Performing Laboratory

Mayo Medical Laboratories in Rochester

Reporting Name

Lead, Random, U

Specimen Type

Urine


Specimen Required


Collection Container/Tube: Clean, plastic urine collection container

Submission Container/Tube: Plastic, 5-mL tube (T465) or a clean, plastic aliquot container with no metal cap or glued insert

Specimen Volume: 2 mL

Collection Instructions:

1. Collect a random urine specimen.

2. See Trace Metals Analysis Specimen Collection and Transport in Special Instructions for complete instructions.

Additional Information: High concentrations of gadolinium and iodine are known to interfere with most metals tests. If either gadolinium- or iodine-containing contrast media has been administered, a specimen should not be collected for 96 hours.


Reject Due To

Hemolysis

NA

Lipemia

NA

Icterus

NA

Other

NA

Specimen Stability Information

Specimen Type Temperature Time
Urine Refrigerated (preferred) 28 days
  Ambient  28 days
  Frozen  28 days

Specimen Minimum Volume

2 mL

Day(s) and Time(s) Performed

Monday through Friday; 7 p.m., Saturday; 2 p.m.

Specimen Retention Time

14 days

Analytic Time

1 day

Reference Values

0-4 mcg/L

Reference values apply to all ages.

Useful For

Detecting clinically significant lead exposure

Method Name

Inductively Coupled Plasma-Mass Spectrometry (ICP-MS)

Test Classification

This test was developed and its performance characteristics determined by Mayo Clinic in a manner consistent with CLIA requirements. This test has not been cleared or approved by the U.S. Food and Drug Administration.

CPT Code Information

83655

LOINC Code Information

Test ID Test Order Name Order LOINC Value
PBRU Lead, Random, U 5676-2

 

Result ID Test Result Name Result LOINC Value
60246 Lead, Random, U 5676-2

Clinical Information

Increased urine lead concentration indicates significant lead exposure.

 

Measurement of urine lead concentration before AND after chelation therapy has been used as an indicator of significant lead exposure. An increase in lead concentration in the postchelation specimen of up to 6 times the concentration in the prechelation specimen is normal. Blood lead is the best clinical correlate of toxicity.

 

For additional information, see PBBD / Lead with Demographics, Blood.

Interpretation

Urinary excretion of <4 mcg/L is not associated with any significant lead exposure.

■ **SOURCE DATA**:
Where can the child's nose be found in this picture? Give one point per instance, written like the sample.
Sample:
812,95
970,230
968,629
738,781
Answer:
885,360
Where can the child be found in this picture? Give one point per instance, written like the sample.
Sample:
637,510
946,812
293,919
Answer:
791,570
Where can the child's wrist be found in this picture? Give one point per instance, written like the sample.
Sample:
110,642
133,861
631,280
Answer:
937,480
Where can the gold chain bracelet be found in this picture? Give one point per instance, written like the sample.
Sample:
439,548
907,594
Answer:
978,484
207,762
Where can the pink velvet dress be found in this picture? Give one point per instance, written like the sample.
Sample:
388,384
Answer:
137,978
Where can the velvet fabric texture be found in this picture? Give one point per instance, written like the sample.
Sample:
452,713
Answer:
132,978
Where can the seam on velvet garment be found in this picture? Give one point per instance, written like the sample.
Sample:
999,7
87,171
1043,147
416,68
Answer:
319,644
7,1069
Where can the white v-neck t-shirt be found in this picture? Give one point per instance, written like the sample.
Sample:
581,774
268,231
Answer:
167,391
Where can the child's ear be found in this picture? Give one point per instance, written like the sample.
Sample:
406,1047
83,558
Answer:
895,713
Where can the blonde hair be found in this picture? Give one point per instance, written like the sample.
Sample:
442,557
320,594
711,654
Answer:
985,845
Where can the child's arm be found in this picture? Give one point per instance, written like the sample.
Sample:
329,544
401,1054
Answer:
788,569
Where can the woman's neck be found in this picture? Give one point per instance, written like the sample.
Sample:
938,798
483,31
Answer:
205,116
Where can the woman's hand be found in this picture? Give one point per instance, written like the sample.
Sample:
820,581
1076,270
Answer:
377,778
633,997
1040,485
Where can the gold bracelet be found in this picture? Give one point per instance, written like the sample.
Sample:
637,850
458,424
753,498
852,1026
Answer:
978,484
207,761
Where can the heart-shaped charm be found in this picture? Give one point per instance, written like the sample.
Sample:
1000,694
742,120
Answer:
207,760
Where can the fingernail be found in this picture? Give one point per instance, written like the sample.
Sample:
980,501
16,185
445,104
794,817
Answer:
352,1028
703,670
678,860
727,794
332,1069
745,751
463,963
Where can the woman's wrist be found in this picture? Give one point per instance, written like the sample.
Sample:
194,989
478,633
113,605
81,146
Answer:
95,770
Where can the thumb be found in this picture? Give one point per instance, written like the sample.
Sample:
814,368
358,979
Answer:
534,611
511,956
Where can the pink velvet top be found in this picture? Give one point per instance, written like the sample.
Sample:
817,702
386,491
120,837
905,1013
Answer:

■ **REQUIRED ACTIONS**:
(a) Using the urine lead test sheet, decide whether each statement agrees with it. Answer yes or no for each, and quote the deciding words. (i) After gadolinium-containing contrast media is given, a specimen should be collected within 96 hours. (ii) The U.S. Food and Drug Administration has not cleared or approved the test. (iii) The test is run by inductively coupled plasma-mass spectrometry.
(b) According to the urine lead test sheet, what is the best clinical correlate of lead toxicity?

■ **RESULTS OF THE TASKS**:
(a)
(i) No: "a specimen should not be collected for 96 hours."
(ii) Yes: "This test has not been cleared or approved by the U.S. Food and Drug Administration."
(iii) Yes: "Inductively Coupled Plasma-Mass Spectrometry (ICP-MS)"

(b) Blood lead.